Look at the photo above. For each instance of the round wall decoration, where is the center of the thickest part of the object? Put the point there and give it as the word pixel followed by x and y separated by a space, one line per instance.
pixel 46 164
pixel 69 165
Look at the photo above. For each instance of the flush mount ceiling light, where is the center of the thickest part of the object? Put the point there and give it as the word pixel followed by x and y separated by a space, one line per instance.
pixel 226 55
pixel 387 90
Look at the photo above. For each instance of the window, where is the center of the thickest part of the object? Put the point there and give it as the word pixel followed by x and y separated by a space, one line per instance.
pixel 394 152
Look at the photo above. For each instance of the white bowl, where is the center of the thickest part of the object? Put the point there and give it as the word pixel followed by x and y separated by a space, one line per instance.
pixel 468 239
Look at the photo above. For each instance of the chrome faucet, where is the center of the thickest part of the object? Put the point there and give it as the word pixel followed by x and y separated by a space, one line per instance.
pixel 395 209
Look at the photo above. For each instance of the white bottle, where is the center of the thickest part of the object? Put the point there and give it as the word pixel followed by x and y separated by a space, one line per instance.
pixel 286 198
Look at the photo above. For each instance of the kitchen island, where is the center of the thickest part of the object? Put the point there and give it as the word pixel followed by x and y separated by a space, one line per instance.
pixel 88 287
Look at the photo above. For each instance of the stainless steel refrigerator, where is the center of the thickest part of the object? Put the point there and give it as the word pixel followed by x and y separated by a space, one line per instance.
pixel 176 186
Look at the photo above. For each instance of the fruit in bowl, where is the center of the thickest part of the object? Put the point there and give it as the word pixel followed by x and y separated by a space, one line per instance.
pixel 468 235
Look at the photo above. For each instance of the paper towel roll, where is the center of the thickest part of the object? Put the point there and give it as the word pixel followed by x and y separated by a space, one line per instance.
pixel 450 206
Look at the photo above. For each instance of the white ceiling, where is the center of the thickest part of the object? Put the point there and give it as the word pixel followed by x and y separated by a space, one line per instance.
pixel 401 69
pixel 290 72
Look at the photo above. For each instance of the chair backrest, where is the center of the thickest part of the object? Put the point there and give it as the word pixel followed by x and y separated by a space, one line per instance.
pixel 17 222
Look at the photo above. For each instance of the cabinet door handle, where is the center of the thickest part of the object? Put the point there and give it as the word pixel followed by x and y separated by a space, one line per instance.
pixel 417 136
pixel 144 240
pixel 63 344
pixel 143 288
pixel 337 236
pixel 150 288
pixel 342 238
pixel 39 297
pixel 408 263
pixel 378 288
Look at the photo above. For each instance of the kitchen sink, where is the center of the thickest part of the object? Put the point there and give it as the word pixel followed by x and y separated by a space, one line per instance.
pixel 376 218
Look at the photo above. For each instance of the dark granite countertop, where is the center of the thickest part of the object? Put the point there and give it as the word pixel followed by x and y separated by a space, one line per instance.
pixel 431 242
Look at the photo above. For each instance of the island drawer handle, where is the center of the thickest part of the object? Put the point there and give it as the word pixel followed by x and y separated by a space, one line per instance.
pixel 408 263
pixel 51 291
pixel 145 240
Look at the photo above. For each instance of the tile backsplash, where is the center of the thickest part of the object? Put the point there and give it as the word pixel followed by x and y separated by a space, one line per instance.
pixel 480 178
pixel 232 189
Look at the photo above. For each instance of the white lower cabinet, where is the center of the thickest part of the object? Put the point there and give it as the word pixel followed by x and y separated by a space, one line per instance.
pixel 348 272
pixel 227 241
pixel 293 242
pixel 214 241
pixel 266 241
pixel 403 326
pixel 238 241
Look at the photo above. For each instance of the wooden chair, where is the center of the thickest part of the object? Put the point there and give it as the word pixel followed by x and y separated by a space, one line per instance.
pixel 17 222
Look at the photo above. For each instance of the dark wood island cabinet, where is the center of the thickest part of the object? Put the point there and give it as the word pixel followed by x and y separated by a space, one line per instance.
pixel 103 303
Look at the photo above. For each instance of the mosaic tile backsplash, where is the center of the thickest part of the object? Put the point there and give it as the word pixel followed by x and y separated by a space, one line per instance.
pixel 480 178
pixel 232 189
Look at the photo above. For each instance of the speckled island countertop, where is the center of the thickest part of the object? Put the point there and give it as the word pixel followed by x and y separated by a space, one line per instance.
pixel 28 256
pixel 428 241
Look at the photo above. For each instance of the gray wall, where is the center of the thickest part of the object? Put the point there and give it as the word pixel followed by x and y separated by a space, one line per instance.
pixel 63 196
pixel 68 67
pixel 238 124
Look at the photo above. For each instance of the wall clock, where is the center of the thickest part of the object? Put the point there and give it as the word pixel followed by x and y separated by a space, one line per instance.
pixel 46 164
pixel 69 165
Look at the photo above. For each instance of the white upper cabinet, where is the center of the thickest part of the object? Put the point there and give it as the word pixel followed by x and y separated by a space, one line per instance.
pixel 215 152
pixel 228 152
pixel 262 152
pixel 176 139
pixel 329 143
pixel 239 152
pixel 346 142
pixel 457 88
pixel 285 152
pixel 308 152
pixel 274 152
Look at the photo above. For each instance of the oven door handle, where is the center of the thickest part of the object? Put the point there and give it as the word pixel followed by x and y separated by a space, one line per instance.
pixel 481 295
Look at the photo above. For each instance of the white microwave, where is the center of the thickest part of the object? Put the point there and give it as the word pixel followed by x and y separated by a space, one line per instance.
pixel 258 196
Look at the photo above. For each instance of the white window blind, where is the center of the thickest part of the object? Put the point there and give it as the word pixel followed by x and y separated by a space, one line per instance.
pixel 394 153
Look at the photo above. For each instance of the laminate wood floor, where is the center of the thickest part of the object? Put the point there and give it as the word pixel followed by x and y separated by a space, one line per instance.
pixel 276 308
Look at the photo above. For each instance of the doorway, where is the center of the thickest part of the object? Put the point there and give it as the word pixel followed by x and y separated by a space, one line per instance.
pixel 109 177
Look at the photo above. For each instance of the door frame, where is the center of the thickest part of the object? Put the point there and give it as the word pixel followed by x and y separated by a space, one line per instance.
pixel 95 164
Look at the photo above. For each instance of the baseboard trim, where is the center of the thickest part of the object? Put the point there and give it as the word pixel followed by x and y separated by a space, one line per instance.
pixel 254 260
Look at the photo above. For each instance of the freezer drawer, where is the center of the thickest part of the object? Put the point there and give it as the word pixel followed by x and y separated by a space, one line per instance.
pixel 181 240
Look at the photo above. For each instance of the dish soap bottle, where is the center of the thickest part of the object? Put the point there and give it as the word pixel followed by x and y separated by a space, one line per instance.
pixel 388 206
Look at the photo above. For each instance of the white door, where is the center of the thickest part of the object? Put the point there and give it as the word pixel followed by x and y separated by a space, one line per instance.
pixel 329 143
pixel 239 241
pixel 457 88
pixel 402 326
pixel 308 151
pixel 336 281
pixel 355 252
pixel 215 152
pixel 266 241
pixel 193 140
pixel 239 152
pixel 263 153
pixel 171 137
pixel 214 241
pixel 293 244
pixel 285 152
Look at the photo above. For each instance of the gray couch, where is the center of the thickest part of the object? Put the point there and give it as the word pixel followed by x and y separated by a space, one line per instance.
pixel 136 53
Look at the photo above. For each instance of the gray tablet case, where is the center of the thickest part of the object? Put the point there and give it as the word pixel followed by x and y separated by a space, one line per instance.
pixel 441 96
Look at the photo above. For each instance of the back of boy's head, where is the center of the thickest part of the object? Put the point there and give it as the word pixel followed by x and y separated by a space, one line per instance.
┄┄┄┄┄┄┄┄┄┄┄┄┄┄┄┄┄┄┄┄
## TASK TO COMPLETE
Copy out every one of the records above word for word, keeping each line as it stands.

## WRITTEN SOLUTION
Look at the photo above. For each instance of the round wall decoration, where is the center of the thickest part of the object? Put the point there and give it as the word pixel followed by x and y separated by a space, one line per instance.
pixel 46 164
pixel 69 165
Look at the photo above. For each instance of the flush mount ceiling light, where is the center of the thickest part of the object? Put the point there and give it as the word pixel followed by x and y separated by a space, one line per instance.
pixel 226 55
pixel 387 90
Look at the photo above. For each instance of the window, where is the center of the thickest part of the object? Put the point there and give it as the word pixel followed by x and y separated by a space, one line per instance.
pixel 394 152
Look at the photo above. For each instance of the white bowl, where is the center of the thickest part of the object? Put the point there and give it as the word pixel followed by x and y separated by a space, one line per instance.
pixel 468 239
Look at the photo above. For each instance of the chrome faucet, where is the center of the thickest part of the object? Put the point there and give it as the word pixel followed by x and y separated by a space, one line per instance.
pixel 395 209
Look at the photo above. For each instance of the white bottle, where is the center of the thickest part of the object? Put the point there and give it as the word pixel followed by x and y separated by a space, one line per instance.
pixel 286 198
Look at the photo above. For each instance of the kitchen island, where is the center of the thickest part of the object? Put the point there and give it as the word pixel followed by x and y separated by a space, one line per instance.
pixel 88 287
Look at the photo above. For each instance of the stainless steel refrigerator, where is the center of the thickest part of the object? Put the point there and give it as the word pixel followed by x and y separated by a space, one line per instance.
pixel 176 186
Look at the photo above. For each instance of the fruit in bowl, where is the center of the thickest part of the object? Put the point there and give it as the word pixel followed by x and y separated by a space, one line per instance.
pixel 468 235
Look at the photo above. For each instance of the paper towel roll, where is the center of the thickest part of the object? Put the point there and give it as the word pixel followed by x and y separated by a space, one line per instance.
pixel 450 206
Look at the photo above. For each instance of the white ceiling, where is the center of the thickest part of the object? Put the point there and give it as the word pixel followed by x and y separated by a space, one line per instance.
pixel 401 69
pixel 290 72
Look at the photo above. For each instance of the chair backrest, where is the center of the thickest part of the object? Put the point there and give it as the word pixel followed by x and y separated by a space, one line per instance.
pixel 17 222
Look at the photo above. For each instance of the cabinet door handle, where is the center of the thickest part of the object? Put the point there and give it as the word pixel followed by x and y separated by a space, one line per instance.
pixel 417 136
pixel 144 240
pixel 63 344
pixel 143 288
pixel 337 236
pixel 150 288
pixel 342 238
pixel 39 297
pixel 408 263
pixel 378 288
Look at the photo above. For each instance of the kitchen sink, where is the center of the thickest part of the object? Put the point there and give it as the word pixel followed by x and y separated by a space, one line per instance.
pixel 376 218
Look at the photo above. For each instance of the dark granite countertop, where is the center of the thickest part of the object? Put the point there and give it as the word pixel followed by x and y separated by a space, one line per instance.
pixel 431 242
Look at the photo above. For each instance of the island drawer handle, where is the center of the thickest part of the object? Put the point there and give it as the word pixel followed by x and y separated by a space, one line per instance.
pixel 408 263
pixel 51 291
pixel 145 240
Look at the photo above. For each instance of the tile backsplash, where is the center of the thickest part of the object? Put the point there and give it as the word pixel followed by x and y separated by a space, one line per instance.
pixel 480 178
pixel 232 189
Look at the photo above. For each instance of the white lower cabinet, where is the center of the thickest part of the object? Put the point there and give it as the word pixel followed by x and y separated by a space, one line per instance.
pixel 348 272
pixel 227 241
pixel 293 242
pixel 214 241
pixel 266 241
pixel 403 326
pixel 238 241
Look at the photo above. For each instance of the wooden chair, where is the center of the thickest part of the object? Put the point there and give it as the word pixel followed by x and y separated by a space, one line per instance.
pixel 17 222
Look at the photo above. For each instance of the dark wood island cabinet, where is the center of the thickest part of the object? Put the point there and give it as the word pixel followed by x and y separated by a space, one line per instance.
pixel 103 303
Look at the photo above. For each instance of the mosaic tile backsplash, where is the center of the thickest part of the object? Put the point there and give it as the word pixel followed by x and y separated by a space, one line per instance.
pixel 480 178
pixel 232 189
Look at the photo above. For each instance of the speckled island countertop, where is the center of the thickest part of the object? Put the point there and give it as the word pixel followed by x and y separated by a space, one line per instance.
pixel 28 256
pixel 428 241
Look at the photo above. For each instance of the gray wall, where is the center of the thickest part of the object? Put the point there and give it as the word pixel followed by x and y separated by a space, one line per instance.
pixel 63 196
pixel 68 67
pixel 238 124
Look at the photo above. For each instance of the wall clock, where is the center of the thickest part of the object? Put the point there and give it as the word pixel followed by x and y separated by a space, one line per instance.
pixel 46 164
pixel 69 165
Look at the photo above. For each instance of the white upper cabinet, where is the center of the thickest part of the object? Put the point there and give it as the word pixel followed by x and y separated by a space, one line per instance.
pixel 215 152
pixel 228 152
pixel 262 152
pixel 176 139
pixel 329 143
pixel 239 152
pixel 346 142
pixel 457 88
pixel 285 152
pixel 308 152
pixel 274 152
Look at the photo above. For each instance of the oven door handle, where is the center of the thickest part of the object? Put the point there and give it as the word pixel followed by x and y separated by a space, one line per instance.
pixel 481 295
Look at the photo above. For each instance of the white microwave, where is the center of the thickest part of the object? Put the point there and give it as the word pixel followed by x and y separated by a space, one line per instance.
pixel 258 196
Look at the photo above. For each instance of the white window blind, where is the center of the thickest part of the object? Put the point there and give it as the word pixel followed by x and y separated by a space, one line per instance.
pixel 394 153
Look at the photo above. For each instance of the laminate wood floor, where is the center of the thickest part of the object? Put the point there and give it as the word pixel followed by x and y separated by a space, one line per instance.
pixel 276 308
Look at the photo above. For each instance of the doorway, where is the center of the thickest part of the object? Put the point there and give it as the word pixel followed by x and y separated by a space, one line per instance.
pixel 109 177
Look at the photo above. For each instance of the door frame, where is the center of the thickest part of the object? Put the point there and give it as the word pixel followed by x and y separated by a space, one line per instance.
pixel 95 164
Look at the photo above. For each instance of the baseboard trim, where is the center of the thickest part of the object? Put the point there and give it as the word pixel followed by x and y separated by a space, one line per instance.
pixel 254 260
Look at the photo above. For each instance of the freezer drawer, where is the center of the thickest part of the object? Put the point there and give it as the word pixel followed by x and y separated by a space, one line per instance.
pixel 181 240
Look at the photo above. For each instance of the dish soap bottle, where is the center of the thickest part of the object? Put the point there and give it as the word pixel followed by x and y separated by a space, one line per instance.
pixel 388 206
Look at the photo above. For each instance of the white door, where is the center of the thickest part of the object? Put the point there and give it as the word pixel followed by x and y separated by a space, one line per instance.
pixel 329 143
pixel 239 241
pixel 457 88
pixel 402 326
pixel 308 151
pixel 336 281
pixel 355 252
pixel 215 152
pixel 266 241
pixel 193 140
pixel 239 152
pixel 263 153
pixel 171 137
pixel 214 241
pixel 293 244
pixel 285 152
Look at the photo above. For each instance of the gray couch, where is the center of the thickest part of the object? Put the point there and give it as the word pixel followed by x and y separated by a space, one line per instance.
pixel 136 53
Look at the photo above. For each instance of the gray tablet case, where is the center of the thickest part of the object? Put the point there and give it as the word pixel followed by x and y separated by a space, one line per instance.
pixel 441 96
Look at the photo above. For each instance of the back of boy's head, where is the center of the thickest part of the object? Put the point there and give it as the word pixel followed by x and y separated by a space, one line per instance.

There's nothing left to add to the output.